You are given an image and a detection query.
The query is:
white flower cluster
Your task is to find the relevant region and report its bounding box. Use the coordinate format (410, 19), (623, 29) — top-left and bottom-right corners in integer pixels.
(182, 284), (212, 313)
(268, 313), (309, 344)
═══
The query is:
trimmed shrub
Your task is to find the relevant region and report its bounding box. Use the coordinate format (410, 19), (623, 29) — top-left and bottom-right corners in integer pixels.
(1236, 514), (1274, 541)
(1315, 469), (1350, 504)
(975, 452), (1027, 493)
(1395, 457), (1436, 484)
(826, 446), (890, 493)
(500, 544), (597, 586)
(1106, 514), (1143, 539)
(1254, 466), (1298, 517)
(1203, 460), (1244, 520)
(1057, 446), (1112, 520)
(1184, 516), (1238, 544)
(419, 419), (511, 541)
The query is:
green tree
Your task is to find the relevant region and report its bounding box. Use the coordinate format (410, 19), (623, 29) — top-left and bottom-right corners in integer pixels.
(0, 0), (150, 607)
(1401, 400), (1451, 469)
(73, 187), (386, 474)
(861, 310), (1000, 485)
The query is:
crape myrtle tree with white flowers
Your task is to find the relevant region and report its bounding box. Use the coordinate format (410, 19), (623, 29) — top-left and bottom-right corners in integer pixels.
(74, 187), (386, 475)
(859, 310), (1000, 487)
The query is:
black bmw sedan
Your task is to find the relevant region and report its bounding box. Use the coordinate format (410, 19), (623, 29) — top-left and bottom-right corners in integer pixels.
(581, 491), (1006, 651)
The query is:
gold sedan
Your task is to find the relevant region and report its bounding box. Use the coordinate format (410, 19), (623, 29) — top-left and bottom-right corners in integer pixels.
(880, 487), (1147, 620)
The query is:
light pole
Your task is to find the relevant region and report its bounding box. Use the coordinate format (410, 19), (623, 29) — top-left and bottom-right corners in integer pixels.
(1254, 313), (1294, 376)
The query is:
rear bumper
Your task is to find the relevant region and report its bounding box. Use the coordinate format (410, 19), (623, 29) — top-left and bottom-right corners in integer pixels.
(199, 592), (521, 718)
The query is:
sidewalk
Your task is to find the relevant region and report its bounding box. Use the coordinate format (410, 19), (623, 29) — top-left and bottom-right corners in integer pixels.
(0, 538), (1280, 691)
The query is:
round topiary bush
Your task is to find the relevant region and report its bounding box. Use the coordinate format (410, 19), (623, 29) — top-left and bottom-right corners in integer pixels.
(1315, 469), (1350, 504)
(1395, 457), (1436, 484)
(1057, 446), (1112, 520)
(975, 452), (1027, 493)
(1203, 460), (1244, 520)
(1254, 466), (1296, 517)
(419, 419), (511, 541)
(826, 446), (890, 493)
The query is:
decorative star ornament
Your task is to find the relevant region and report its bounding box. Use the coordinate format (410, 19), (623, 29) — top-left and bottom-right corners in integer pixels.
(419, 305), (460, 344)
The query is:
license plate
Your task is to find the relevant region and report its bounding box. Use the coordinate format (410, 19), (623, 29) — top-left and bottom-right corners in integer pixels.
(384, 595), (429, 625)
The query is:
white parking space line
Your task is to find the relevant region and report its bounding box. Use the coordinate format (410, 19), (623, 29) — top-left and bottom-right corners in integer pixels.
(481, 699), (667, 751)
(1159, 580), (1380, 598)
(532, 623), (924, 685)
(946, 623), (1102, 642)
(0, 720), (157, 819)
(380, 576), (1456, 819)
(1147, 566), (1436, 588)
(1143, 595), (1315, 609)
═══
Can you repeat the lines from the line with "You are given an image and a detection query." to the line with "(182, 284), (212, 313)", changing "detection query" to "search query" and leaving everything else as it is?

You are given an image and a search query.
The query is:
white flower cluster
Your task is to find the relevant region and report its bounding box. Use the coordinate format (410, 19), (623, 29) — top-left and bottom-right corners in integer pixels.
(182, 284), (212, 313)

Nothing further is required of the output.